◆ What the exercise asks: In the entries below, find every line with the string "white" and copy it.

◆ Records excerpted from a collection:

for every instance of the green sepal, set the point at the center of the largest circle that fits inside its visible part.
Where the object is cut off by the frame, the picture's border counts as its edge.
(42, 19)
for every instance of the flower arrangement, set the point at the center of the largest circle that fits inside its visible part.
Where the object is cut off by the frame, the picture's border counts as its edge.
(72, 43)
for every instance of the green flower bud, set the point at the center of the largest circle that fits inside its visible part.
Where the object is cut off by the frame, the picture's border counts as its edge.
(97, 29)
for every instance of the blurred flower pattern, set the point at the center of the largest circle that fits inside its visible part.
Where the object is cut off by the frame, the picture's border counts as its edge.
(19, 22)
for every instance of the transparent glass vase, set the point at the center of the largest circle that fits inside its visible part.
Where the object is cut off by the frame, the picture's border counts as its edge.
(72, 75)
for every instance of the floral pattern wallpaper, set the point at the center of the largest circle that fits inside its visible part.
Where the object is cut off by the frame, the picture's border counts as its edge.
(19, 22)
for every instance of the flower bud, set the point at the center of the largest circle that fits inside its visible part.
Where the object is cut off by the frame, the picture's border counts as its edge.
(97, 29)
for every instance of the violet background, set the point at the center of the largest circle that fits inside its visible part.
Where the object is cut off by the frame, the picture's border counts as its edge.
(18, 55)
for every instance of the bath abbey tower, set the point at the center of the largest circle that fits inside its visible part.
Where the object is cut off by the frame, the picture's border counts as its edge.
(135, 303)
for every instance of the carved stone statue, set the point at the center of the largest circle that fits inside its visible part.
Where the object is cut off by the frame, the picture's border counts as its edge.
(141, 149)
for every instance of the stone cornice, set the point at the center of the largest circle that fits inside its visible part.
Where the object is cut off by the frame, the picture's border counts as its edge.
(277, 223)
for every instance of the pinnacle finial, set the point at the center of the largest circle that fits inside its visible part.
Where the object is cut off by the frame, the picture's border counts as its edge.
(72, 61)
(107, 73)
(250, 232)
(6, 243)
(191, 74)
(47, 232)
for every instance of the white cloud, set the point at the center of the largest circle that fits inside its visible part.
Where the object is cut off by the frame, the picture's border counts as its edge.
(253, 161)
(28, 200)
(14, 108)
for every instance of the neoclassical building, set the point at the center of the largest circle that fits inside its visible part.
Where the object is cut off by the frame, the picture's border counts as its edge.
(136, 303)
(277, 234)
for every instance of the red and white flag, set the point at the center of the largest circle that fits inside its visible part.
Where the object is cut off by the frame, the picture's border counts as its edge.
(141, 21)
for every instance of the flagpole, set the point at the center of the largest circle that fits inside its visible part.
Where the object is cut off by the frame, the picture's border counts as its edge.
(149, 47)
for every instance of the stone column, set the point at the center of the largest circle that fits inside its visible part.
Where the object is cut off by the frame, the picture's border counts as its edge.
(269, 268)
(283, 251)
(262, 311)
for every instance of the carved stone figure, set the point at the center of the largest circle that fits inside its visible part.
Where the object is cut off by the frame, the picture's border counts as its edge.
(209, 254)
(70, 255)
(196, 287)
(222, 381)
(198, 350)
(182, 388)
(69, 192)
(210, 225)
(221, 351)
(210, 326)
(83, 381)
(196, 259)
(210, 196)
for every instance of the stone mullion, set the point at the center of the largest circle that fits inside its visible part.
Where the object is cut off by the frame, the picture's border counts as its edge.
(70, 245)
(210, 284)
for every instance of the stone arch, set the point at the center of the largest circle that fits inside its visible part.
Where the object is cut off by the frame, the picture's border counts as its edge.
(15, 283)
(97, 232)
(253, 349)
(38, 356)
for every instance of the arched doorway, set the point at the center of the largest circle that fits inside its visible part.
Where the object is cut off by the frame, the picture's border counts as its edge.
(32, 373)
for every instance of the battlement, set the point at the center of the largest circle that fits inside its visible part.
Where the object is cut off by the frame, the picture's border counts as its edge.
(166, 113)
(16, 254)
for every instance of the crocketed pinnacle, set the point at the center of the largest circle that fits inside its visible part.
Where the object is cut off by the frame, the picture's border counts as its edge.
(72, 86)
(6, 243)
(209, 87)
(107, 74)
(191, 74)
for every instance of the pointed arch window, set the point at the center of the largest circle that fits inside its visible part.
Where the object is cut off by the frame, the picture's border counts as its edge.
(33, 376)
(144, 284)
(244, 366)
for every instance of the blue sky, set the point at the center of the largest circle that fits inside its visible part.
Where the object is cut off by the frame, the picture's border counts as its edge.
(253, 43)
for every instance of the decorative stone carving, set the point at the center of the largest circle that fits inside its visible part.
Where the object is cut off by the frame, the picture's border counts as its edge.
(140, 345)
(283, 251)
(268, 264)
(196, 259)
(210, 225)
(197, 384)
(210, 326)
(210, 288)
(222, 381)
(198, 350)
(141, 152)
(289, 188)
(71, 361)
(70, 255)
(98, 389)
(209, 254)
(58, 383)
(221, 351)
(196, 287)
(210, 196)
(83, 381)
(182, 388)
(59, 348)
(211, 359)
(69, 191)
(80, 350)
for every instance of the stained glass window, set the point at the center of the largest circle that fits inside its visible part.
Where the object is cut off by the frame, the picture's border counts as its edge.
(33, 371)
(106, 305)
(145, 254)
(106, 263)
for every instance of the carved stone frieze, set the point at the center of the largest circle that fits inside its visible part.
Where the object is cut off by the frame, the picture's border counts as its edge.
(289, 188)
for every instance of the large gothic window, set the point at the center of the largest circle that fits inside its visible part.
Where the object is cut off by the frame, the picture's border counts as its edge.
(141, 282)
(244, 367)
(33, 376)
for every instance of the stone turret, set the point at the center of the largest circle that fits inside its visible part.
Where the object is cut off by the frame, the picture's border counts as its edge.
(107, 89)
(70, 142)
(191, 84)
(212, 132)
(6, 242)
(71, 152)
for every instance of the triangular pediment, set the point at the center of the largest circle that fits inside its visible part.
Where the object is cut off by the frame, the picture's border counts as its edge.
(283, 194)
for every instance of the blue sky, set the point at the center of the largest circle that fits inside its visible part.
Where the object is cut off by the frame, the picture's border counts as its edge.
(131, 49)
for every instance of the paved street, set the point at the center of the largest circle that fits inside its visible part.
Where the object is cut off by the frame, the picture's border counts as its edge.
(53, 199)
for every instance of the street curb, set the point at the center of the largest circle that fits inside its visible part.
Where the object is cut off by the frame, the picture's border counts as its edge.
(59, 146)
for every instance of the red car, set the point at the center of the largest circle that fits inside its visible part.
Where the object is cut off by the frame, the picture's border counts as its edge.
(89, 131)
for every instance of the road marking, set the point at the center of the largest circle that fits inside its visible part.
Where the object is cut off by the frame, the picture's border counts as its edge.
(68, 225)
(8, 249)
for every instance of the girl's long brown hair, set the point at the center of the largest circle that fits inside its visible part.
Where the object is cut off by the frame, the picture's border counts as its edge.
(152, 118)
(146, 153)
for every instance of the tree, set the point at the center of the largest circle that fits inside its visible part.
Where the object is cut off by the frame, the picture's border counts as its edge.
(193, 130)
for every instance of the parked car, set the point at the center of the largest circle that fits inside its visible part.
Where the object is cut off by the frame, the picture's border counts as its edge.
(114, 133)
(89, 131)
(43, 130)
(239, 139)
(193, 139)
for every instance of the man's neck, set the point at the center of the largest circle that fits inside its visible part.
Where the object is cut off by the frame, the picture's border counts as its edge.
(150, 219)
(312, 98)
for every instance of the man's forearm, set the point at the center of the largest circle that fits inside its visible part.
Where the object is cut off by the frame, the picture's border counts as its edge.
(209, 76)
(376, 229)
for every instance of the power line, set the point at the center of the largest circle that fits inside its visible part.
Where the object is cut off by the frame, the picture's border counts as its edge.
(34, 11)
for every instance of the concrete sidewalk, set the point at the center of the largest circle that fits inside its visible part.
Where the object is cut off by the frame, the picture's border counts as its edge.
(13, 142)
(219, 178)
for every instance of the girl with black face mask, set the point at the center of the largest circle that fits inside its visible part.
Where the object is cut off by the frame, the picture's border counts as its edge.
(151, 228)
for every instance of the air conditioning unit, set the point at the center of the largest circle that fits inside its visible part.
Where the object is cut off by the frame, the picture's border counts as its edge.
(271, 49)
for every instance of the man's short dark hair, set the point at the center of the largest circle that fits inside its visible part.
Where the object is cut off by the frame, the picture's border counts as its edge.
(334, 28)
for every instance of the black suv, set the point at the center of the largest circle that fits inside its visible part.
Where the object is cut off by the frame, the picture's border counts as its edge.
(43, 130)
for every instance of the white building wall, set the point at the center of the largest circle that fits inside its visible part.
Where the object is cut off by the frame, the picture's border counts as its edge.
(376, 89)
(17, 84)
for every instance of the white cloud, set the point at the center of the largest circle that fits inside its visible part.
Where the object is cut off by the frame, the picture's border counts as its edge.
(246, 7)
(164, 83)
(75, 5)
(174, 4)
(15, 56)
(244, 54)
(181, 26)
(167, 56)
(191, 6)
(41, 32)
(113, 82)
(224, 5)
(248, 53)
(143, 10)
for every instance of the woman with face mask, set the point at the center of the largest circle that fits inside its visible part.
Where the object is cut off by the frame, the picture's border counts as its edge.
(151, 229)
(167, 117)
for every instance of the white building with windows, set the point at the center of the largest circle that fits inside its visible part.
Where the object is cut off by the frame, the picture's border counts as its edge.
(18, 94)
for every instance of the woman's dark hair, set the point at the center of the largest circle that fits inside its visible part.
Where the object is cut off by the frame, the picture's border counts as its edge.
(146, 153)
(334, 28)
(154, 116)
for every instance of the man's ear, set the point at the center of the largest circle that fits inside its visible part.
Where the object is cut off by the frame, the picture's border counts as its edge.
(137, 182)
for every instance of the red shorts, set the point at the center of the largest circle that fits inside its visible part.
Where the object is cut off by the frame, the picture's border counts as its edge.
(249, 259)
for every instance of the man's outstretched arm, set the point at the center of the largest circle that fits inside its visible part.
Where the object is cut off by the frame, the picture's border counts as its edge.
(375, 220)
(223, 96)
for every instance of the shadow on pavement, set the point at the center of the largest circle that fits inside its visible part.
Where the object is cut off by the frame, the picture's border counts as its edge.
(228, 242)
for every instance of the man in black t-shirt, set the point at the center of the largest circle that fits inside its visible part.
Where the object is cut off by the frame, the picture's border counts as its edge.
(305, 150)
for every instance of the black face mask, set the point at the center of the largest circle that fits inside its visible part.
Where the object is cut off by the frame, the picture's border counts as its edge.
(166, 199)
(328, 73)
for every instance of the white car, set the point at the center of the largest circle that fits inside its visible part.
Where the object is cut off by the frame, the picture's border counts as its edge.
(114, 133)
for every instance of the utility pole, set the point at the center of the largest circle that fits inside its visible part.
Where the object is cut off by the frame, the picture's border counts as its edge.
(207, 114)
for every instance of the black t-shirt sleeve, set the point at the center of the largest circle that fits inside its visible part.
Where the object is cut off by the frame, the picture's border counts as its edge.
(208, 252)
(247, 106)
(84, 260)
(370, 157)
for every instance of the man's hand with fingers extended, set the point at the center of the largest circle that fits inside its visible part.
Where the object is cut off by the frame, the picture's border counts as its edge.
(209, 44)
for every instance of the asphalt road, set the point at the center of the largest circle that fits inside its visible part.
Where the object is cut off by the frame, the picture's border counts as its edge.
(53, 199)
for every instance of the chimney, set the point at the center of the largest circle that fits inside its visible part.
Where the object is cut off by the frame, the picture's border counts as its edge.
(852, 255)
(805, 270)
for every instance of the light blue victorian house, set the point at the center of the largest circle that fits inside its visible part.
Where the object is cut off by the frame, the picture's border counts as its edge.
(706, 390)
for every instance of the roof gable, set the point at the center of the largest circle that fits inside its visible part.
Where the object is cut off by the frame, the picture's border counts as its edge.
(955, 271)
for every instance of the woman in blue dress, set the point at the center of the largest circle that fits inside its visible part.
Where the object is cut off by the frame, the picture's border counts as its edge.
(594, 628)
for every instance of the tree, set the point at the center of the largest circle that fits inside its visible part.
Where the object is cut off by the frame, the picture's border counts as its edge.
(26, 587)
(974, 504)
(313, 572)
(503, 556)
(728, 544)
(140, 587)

◆ Task result:
for every instance of the white cloud, set the point at the center of the largest circle that fits inside its visible part.
for every instance of the red and white flag, set the point at the center of the largest circle that fits inside its visible part.
for every instance of the white building wall, set the point at the center of the largest circle that fits inside its visible part.
for every instance of the white cloud, set the point at the center of the largest circle that fits inside its visible part.
for every instance of the white building with windows, set the point at the center of the largest circle that fits inside its visible part.
for every instance of the white car, set the point at the center of the largest circle that fits inside its visible part.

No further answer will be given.